# [Excerpt provided]
....................
Ezequiel Zayas, who gained national notoriety for secretly living inside a Navy family’s home on Oahu and planning to perform surgery on them and later killing a 62-year-old fellow inmate while awaiting trial, was sentenced Wednesday to 40 years in prison.
Oahu Circuit Court Judge Rowena Somerville sentenced the 30-year-old Zayas to prison terms to be served consecutively, not concurrently, which is often the case, for four separate crimes.
The sentence fell on the third anniversary of the unprovoked fatal attack on Vance Grace, who was punched in the head
multiple times and stomped by Zayas.
Zayas’ attorney, Nelson Goo, negotiated a plea deal that dropped a second-degree murder charge to manslaughter, and Zayas was sentenced to 20 years in prison, rather than life, for the 2020 killing of Grace in the Oahu Community Correctional Center cell they shared.
The victim’s brother, Abraham Grace, said, “You go in jail to do your time. You don’t go to jail thinking you’re going to die.”
....................
# [Dataset excerpt]
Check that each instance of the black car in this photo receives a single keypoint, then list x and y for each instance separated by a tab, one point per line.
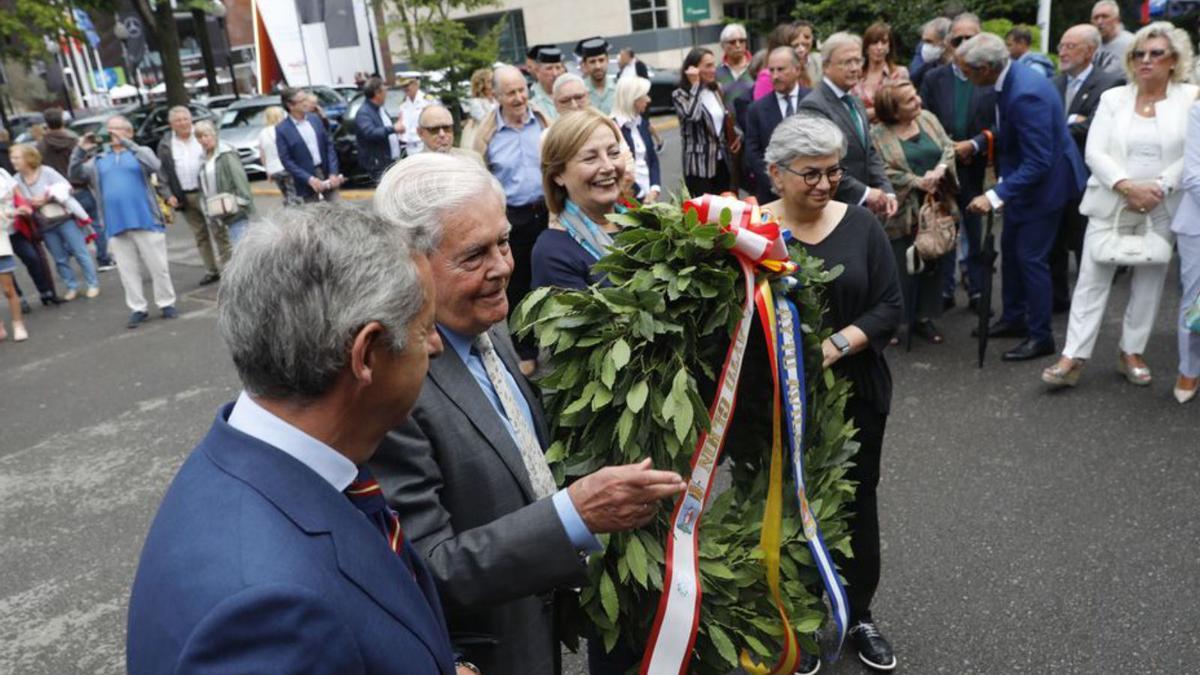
149	121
....................
# [Parts of the exercise]
[A] In the article on Ezequiel Zayas's sentencing, which judge sentenced Zayas?
[B] Please list every person named in the article on Ezequiel Zayas's sentencing.
[C] Summarize the article on Ezequiel Zayas's sentencing in two sentences.

# [Answers for the tasks]
[A] Oahu Circuit Court Judge Rowena Somerville.

[B] Ezequiel Zayas, Rowena Somerville, Vance Grace, Nelson Goo, Abraham Grace

[C] Ezequiel Zayas, who became nationally known for secretly living inside a Navy family's home on Oahu and for killing fellow inmate Vance Grace while awaiting trial, was sentenced Wednesday by Judge Rowena Somerville to 40 years in prison, with consecutive terms for four separate crimes. Under a plea deal negotiated by his attorney, Nelson Goo, a second-degree murder charge was reduced to manslaughter, bringing 20 years rather than life for the 2020 killing of Grace in the cell they shared.